§ **STUDY MATERIAL**
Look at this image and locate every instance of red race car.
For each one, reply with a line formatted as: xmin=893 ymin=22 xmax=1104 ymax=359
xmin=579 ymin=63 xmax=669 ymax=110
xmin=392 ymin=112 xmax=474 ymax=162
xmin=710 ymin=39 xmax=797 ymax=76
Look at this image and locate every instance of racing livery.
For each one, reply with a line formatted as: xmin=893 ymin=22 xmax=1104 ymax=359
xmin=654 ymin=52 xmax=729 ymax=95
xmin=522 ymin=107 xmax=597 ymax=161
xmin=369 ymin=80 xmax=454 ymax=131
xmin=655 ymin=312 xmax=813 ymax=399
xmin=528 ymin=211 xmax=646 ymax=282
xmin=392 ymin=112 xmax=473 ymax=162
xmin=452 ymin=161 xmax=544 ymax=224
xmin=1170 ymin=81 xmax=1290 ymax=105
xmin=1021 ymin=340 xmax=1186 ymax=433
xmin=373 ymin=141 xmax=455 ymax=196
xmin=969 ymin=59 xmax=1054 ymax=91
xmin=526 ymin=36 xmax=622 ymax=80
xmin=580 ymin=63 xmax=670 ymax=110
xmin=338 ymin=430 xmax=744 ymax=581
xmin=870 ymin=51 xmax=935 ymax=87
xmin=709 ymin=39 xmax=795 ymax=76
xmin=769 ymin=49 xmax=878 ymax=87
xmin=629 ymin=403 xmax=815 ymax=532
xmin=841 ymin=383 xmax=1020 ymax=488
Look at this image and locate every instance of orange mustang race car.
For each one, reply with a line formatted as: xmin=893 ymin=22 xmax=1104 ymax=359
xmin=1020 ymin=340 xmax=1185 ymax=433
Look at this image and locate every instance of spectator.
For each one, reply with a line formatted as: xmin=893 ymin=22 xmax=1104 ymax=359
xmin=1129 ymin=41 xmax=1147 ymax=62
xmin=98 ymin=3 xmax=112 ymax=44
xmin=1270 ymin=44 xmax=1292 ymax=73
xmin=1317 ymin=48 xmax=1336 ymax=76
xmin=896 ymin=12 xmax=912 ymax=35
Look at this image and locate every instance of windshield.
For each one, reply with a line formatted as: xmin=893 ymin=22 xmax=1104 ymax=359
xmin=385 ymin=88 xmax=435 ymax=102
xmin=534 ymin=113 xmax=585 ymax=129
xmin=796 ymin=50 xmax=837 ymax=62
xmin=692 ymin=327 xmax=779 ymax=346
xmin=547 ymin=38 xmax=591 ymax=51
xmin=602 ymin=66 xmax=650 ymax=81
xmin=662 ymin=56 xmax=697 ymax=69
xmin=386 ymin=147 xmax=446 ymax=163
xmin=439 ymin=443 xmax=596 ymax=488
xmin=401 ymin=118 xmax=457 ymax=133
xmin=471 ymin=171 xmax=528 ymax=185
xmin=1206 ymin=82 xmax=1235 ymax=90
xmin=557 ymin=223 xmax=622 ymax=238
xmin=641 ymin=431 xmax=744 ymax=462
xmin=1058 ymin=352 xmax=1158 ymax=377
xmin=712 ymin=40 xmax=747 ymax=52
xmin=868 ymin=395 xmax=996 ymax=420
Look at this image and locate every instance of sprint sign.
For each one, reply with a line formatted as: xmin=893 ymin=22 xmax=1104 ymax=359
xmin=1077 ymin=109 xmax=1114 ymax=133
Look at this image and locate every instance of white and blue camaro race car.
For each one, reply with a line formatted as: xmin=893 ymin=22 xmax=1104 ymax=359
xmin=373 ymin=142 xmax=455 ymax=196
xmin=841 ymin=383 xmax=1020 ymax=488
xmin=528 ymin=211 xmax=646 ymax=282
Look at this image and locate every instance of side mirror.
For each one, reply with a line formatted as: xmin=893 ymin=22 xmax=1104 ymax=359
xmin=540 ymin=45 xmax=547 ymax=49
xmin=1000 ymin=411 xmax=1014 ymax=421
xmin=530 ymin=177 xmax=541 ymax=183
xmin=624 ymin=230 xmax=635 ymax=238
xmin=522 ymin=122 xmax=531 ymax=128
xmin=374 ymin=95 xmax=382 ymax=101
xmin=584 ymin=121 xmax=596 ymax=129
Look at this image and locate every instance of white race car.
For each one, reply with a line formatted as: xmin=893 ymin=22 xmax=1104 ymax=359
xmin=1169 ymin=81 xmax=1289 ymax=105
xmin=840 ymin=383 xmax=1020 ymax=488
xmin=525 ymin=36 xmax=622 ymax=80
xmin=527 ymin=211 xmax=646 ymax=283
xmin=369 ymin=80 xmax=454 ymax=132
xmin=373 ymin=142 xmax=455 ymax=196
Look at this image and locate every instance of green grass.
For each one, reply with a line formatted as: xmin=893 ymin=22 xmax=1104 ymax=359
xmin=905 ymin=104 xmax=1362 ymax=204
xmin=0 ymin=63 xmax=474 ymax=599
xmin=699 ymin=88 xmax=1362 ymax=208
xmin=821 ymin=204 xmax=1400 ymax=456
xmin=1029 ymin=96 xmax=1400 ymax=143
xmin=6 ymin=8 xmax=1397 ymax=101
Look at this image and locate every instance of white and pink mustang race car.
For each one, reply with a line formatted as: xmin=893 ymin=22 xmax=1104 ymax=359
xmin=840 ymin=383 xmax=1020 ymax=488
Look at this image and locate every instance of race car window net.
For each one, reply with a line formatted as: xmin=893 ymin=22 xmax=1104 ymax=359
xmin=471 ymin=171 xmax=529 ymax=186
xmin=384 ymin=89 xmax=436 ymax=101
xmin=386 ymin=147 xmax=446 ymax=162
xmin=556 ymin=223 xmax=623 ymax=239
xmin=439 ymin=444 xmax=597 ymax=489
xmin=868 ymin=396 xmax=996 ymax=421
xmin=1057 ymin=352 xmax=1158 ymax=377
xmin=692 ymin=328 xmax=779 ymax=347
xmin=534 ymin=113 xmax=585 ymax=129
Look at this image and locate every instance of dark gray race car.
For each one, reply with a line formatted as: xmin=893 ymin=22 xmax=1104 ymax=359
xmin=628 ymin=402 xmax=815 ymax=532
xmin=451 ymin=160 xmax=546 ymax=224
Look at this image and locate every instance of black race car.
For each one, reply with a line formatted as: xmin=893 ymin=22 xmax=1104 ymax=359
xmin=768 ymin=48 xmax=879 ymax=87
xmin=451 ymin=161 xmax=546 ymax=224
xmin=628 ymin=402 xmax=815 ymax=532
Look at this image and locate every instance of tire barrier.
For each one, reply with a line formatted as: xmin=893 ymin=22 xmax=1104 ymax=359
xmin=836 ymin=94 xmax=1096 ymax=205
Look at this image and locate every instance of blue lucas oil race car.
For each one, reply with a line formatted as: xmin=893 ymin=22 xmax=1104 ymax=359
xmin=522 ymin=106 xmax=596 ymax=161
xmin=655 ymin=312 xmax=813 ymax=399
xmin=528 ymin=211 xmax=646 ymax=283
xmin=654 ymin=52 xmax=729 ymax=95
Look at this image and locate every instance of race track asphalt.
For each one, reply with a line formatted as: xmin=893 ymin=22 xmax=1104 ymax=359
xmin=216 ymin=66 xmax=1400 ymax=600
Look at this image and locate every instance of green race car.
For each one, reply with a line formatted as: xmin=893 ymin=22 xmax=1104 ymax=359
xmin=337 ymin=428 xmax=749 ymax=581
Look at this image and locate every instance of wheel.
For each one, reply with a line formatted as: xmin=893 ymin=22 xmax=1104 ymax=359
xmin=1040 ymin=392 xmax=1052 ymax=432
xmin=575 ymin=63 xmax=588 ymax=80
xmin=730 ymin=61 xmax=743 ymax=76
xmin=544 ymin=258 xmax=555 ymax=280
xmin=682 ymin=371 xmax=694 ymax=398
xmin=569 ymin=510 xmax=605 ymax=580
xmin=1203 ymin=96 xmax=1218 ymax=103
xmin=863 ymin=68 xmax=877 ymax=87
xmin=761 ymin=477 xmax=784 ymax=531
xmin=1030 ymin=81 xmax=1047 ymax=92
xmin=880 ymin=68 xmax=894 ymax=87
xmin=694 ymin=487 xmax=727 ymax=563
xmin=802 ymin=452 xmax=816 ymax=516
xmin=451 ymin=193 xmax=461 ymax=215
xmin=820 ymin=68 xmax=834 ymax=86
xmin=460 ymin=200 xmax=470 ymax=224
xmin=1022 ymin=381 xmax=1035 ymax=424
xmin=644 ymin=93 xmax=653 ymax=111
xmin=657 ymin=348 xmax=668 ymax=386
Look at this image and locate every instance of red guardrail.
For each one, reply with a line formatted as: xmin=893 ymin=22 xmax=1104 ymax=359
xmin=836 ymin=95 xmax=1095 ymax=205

§ **YOUR INSTRUCTIONS**
Reproduce only the lines above, starting at the line with "Look at this image and locate every instance of green grass." and ending at the line with "Look at this image and locate every instance of race car", exactly as written.

§ **REPLY TO THE EXERCISE**
Look at this image and locate every instance of green grass.
For each one, reply with a line formatted as: xmin=893 ymin=22 xmax=1104 ymax=359
xmin=905 ymin=104 xmax=1362 ymax=204
xmin=0 ymin=63 xmax=474 ymax=599
xmin=699 ymin=88 xmax=1362 ymax=208
xmin=821 ymin=204 xmax=1400 ymax=456
xmin=1029 ymin=96 xmax=1400 ymax=143
xmin=6 ymin=8 xmax=1397 ymax=101
Look at this image and locate every instance of white and pink mustang race car.
For each one, reply with a line formatted as: xmin=893 ymin=22 xmax=1104 ymax=359
xmin=840 ymin=383 xmax=1020 ymax=488
Look at this image and locate every instance of race car window net.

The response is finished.